__Exercise aim__
Without changing a character, output all of the records.
---------- Records to use ----------
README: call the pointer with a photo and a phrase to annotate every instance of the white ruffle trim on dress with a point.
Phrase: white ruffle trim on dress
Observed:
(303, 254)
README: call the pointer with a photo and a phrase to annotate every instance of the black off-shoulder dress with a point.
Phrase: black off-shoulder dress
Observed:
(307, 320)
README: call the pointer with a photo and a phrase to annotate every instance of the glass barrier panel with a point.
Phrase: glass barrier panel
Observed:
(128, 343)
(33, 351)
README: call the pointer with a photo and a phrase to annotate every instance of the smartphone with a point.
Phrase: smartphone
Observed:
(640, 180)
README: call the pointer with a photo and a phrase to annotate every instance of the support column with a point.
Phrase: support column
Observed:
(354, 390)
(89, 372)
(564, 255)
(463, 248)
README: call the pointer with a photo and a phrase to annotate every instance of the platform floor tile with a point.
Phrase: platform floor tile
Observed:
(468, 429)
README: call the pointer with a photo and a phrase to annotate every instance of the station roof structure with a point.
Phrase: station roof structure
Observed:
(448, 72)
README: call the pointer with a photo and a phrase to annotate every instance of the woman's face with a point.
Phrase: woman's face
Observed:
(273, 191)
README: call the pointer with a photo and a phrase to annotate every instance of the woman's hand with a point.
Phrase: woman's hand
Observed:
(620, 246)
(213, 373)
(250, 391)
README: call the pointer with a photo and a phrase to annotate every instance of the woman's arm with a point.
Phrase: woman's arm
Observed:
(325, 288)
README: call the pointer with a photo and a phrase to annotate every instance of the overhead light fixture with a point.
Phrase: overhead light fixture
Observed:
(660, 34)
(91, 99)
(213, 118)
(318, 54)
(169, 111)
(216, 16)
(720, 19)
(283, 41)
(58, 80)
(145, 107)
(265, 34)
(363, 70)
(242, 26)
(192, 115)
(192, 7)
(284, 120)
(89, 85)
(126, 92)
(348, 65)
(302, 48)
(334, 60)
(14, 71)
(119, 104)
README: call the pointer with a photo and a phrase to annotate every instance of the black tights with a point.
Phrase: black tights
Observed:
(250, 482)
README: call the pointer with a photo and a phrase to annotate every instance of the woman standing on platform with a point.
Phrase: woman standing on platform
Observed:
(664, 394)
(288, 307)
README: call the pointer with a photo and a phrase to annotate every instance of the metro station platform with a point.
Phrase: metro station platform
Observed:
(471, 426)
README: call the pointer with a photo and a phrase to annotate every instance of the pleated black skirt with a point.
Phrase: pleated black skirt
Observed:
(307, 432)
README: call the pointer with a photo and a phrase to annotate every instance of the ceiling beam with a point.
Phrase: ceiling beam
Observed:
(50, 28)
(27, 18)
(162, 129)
----------
__Exercise solution__
README: call the pointer with a photo and a phrase to annotate every instance of the white ruffle trim on dress with a point.
Phrase: white ruffle trim on dress
Observed:
(303, 254)
README: call the pointer with a photo and a phrase to annotate every instance of the black off-shoulder dress with a point.
Phrase: black off-shoulder dress
Observed:
(307, 320)
README: call the pointer with a photo and a phrase to annotate every instance of the glass barrier panel with a point.
Phrase: glass barrier panel
Observed:
(128, 343)
(33, 351)
README: call the pointer with a photo and a phrase to annotate every instance of the smartphone with a point.
Phrase: smartphone
Observed:
(640, 180)
README: call the pointer with a photo and a phrase to annotate every instance of the support column with a point.
Phrase: support column
Observed:
(354, 390)
(89, 372)
(564, 255)
(463, 248)
README: call the pointer with a photo and a phrase to annotate every instance of the platform floor tile with a point.
Phrase: platform floor tile
Observed:
(468, 429)
README: call the pointer with a photo and a phrase to annotate every instance of the station roof structure with a point.
Phrase: station roof structure
Observed:
(448, 72)
README: call the pointer with a photo and a phrase to annotate every instance of the woman's face with a point.
Phrase: woman's face
Observed:
(273, 191)
README: call the pointer with a photo and a phrase to annotate every instance of the woman's hand with a point.
Phrase: woman's hand
Observed:
(620, 246)
(213, 373)
(250, 391)
README: call the pointer with a photo and a phrase to annotate every instance of the woman's arm with a point.
Phrase: woman's arm
Observed:
(325, 288)
README: call the pointer with a photo and a phrase to annotate every instance of the overhead light fixture with a point.
Phrase: overhead light fixture
Observed:
(660, 34)
(91, 99)
(213, 118)
(318, 54)
(169, 111)
(216, 16)
(720, 19)
(283, 41)
(58, 80)
(145, 107)
(265, 34)
(363, 70)
(242, 26)
(192, 115)
(192, 7)
(284, 120)
(89, 85)
(126, 92)
(348, 65)
(302, 48)
(334, 60)
(14, 71)
(119, 104)
README: call the pointer with a photo and a phrase to annotate every instance of the black tights with a point.
Phrase: black tights
Observed:
(250, 482)
README: call the pointer with a photo and a phrase to annotate every instance of the woman standing on platform with a point.
Phrase: woman standing on platform
Observed:
(664, 394)
(288, 307)
README: call the pointer with a photo and a phrase to annotate every instance of the metro station platform with a point.
Phrase: metro station platform
Observed:
(471, 426)
README: call the pointer with a photo and a phrase to annotate every instance of the pleated black skirt with a point.
Phrase: pleated black skirt
Observed:
(307, 432)
README: call the pointer with a photo and a phrase to annotate every instance of the ceiling beam with a point.
Phrase: ceiling beam
Observed:
(50, 28)
(27, 18)
(162, 129)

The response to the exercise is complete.